Supplied material:
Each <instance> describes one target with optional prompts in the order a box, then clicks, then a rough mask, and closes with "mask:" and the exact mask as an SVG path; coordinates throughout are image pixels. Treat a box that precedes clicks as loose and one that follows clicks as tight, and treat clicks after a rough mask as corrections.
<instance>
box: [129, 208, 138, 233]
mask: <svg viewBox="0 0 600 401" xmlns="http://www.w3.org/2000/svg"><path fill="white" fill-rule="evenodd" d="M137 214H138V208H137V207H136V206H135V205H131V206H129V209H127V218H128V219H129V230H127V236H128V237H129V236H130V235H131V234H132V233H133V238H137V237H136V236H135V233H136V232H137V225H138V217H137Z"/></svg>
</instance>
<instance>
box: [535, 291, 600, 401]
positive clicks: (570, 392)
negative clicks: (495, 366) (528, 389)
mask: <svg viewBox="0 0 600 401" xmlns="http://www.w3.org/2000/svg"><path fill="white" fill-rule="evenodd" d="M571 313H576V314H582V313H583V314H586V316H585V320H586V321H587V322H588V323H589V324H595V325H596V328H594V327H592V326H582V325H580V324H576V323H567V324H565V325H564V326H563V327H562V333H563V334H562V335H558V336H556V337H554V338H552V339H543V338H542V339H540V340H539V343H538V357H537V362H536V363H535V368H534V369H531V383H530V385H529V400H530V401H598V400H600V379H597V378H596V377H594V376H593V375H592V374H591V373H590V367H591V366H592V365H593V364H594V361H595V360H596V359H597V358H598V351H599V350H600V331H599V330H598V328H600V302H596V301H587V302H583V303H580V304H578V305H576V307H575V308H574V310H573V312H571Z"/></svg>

* * *

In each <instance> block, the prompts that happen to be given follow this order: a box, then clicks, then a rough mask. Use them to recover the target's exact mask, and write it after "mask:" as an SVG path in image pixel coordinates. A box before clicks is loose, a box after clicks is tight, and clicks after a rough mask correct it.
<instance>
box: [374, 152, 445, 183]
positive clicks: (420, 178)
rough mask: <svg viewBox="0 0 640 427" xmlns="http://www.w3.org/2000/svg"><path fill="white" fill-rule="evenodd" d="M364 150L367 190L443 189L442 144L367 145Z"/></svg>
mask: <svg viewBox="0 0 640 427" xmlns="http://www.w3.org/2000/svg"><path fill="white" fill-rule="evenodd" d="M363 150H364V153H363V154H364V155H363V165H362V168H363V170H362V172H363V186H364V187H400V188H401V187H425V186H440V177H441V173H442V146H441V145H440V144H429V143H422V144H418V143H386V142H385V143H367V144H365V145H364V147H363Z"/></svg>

...

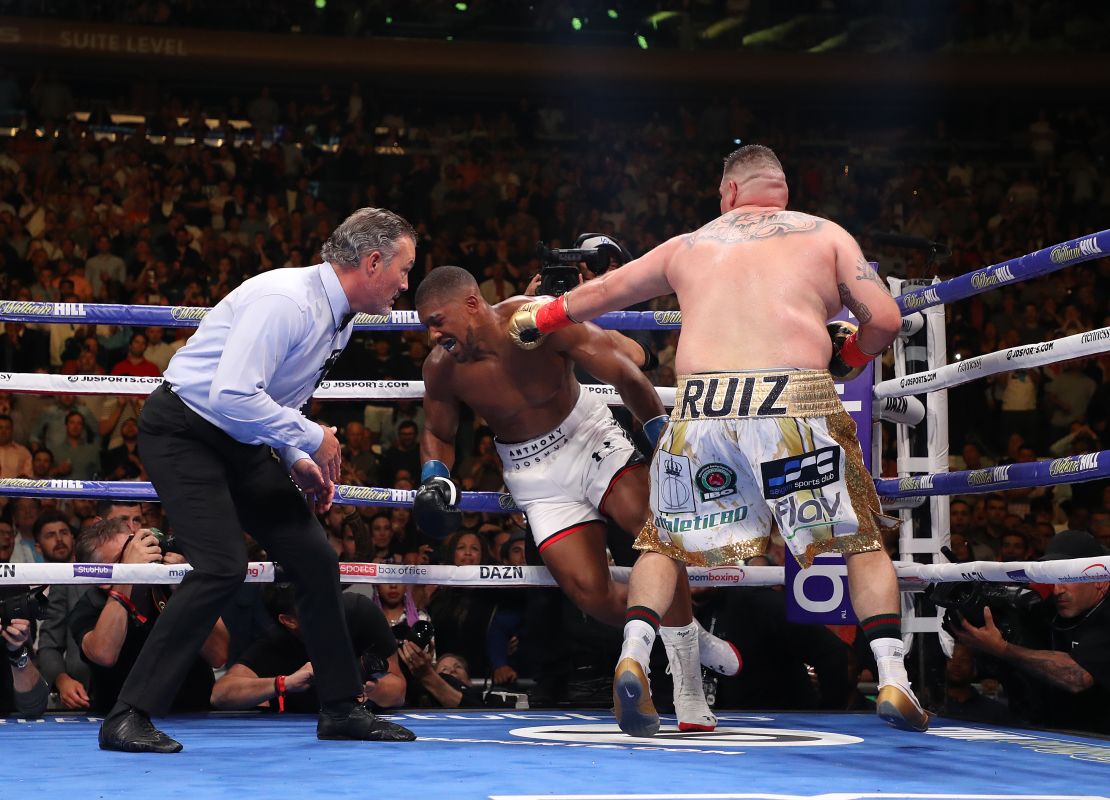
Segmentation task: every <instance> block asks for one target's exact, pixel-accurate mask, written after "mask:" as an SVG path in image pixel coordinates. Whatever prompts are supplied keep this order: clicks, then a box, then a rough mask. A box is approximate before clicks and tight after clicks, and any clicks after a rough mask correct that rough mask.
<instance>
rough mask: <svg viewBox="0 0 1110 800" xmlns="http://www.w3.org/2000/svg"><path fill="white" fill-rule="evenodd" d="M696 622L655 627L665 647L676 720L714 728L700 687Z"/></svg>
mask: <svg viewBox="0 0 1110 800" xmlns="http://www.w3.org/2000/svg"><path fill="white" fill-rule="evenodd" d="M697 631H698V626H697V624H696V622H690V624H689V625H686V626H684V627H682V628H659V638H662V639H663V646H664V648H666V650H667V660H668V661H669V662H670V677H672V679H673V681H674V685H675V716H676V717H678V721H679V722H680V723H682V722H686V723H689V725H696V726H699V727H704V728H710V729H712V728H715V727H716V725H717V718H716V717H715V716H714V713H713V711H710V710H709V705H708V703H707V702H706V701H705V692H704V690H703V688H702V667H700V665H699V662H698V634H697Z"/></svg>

What is required:
The number alone, please: how many lines in the data contain the string "this"?

The completed task:
2